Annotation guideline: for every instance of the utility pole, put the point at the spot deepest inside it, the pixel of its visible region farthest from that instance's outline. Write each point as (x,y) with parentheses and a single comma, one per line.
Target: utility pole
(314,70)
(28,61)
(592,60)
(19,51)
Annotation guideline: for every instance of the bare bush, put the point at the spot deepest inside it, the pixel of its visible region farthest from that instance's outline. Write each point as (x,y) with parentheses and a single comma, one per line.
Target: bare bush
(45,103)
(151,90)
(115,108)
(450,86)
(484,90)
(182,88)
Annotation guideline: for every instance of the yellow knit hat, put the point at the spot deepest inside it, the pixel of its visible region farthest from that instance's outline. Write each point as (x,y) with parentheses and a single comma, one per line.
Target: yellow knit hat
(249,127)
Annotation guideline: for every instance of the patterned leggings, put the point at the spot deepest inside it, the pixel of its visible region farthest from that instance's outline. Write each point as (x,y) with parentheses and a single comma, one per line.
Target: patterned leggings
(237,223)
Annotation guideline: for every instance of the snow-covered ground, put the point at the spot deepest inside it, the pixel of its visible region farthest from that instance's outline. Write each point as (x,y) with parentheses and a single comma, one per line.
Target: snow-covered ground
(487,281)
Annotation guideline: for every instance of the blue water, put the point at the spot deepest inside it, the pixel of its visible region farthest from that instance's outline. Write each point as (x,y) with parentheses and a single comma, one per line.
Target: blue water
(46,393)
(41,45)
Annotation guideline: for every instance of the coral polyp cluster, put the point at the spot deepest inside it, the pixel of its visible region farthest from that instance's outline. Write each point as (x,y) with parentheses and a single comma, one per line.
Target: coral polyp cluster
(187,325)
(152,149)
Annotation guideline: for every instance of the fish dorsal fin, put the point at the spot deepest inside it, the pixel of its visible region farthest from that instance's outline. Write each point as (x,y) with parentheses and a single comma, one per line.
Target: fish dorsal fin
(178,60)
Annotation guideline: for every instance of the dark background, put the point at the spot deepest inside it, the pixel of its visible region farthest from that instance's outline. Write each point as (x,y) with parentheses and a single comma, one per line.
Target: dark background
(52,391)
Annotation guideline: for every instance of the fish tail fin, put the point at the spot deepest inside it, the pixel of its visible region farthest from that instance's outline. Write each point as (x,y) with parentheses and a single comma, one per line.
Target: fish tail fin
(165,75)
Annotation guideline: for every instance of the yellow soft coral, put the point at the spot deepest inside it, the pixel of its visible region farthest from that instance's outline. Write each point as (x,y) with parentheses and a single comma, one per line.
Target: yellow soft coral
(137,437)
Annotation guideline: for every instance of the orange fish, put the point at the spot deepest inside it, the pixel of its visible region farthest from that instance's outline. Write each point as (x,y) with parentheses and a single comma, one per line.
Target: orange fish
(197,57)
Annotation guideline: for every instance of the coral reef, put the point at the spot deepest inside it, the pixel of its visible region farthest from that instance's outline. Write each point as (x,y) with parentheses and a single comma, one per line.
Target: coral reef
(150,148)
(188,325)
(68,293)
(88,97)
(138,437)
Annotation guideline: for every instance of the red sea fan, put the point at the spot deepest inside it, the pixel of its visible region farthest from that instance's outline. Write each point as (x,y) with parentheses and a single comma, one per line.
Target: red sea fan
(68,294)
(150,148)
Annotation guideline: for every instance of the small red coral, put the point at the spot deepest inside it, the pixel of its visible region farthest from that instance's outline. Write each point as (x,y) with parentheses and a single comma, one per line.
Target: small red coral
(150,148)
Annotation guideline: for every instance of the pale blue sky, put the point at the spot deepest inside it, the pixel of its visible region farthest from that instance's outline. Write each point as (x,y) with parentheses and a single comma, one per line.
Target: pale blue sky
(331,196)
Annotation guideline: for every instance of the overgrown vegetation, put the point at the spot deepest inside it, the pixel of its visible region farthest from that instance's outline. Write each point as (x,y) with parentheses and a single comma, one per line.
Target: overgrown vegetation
:::::
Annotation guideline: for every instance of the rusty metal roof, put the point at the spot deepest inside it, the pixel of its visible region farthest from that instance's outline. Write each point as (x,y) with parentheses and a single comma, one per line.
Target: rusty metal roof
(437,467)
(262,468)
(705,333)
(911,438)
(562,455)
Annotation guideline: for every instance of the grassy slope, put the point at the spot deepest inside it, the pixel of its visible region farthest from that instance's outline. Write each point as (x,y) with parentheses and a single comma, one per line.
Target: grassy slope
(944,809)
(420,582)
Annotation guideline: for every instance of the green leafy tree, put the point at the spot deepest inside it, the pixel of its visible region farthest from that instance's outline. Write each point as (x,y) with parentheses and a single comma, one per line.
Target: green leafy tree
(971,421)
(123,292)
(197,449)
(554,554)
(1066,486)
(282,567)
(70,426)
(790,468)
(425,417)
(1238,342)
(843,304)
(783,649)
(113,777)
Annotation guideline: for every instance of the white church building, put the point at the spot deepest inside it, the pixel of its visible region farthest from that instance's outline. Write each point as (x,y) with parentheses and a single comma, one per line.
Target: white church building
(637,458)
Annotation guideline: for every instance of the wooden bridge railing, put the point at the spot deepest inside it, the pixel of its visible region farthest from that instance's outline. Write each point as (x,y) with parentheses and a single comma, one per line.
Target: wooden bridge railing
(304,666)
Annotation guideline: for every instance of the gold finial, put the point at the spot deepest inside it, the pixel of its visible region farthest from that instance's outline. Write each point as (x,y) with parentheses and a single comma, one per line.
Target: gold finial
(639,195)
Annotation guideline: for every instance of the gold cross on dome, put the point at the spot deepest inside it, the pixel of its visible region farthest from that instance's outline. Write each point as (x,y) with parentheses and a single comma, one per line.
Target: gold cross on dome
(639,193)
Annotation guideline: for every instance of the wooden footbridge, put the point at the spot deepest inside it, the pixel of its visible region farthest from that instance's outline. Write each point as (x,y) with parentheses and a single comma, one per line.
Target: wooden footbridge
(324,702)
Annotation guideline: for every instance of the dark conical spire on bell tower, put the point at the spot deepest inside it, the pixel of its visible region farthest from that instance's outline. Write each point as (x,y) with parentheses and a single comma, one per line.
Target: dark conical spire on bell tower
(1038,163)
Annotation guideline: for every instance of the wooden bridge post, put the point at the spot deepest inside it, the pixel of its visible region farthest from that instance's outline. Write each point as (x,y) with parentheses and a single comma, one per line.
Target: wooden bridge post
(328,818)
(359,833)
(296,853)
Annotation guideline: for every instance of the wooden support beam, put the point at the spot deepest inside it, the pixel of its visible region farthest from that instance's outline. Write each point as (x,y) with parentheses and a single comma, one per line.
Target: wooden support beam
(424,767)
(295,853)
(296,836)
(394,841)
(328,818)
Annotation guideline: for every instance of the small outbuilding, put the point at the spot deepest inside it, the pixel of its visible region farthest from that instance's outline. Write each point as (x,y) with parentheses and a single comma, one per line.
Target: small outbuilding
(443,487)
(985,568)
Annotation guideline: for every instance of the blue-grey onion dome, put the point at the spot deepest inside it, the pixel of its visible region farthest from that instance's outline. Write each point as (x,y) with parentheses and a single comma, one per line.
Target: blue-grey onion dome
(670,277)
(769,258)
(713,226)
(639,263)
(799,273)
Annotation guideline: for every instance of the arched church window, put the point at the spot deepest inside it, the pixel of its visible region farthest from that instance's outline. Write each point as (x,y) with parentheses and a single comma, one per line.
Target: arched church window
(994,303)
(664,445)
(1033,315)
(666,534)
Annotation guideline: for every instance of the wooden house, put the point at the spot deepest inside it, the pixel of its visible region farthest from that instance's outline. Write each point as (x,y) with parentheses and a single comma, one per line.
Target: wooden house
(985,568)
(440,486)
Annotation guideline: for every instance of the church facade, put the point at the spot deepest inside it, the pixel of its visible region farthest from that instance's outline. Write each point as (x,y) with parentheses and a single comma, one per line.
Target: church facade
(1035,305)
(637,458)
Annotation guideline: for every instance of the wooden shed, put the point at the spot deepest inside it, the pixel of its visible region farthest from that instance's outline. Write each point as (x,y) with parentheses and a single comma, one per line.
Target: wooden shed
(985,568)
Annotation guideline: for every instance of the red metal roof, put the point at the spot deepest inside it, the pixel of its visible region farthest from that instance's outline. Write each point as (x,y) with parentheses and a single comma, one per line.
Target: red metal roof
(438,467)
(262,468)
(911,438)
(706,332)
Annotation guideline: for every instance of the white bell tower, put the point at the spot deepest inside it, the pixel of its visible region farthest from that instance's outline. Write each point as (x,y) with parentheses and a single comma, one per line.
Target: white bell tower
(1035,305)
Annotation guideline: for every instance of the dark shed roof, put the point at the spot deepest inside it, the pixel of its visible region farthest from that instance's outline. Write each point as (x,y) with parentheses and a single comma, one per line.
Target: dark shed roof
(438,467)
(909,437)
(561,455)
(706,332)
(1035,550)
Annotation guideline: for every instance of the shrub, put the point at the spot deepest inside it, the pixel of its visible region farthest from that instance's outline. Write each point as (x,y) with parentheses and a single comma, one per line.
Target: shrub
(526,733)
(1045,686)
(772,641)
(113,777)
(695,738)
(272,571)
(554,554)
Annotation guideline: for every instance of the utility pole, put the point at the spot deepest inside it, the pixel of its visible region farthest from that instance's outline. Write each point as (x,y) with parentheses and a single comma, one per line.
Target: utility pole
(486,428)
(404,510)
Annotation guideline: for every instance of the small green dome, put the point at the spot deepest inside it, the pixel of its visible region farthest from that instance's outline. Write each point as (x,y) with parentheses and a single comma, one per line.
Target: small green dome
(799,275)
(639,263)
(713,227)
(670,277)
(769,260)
:::::
> What is being asked:
The response consists of the lines above that contain "overgrown".

> Your solution:
Annotation guideline: for every instance of the overgrown vegetation, put the point at the spot deepest inside it, the pixel of its visible region farthest from that instance's outline. Write each point as (x,y) with parentheses and a single comma, one per line.
Target: overgrown vegetation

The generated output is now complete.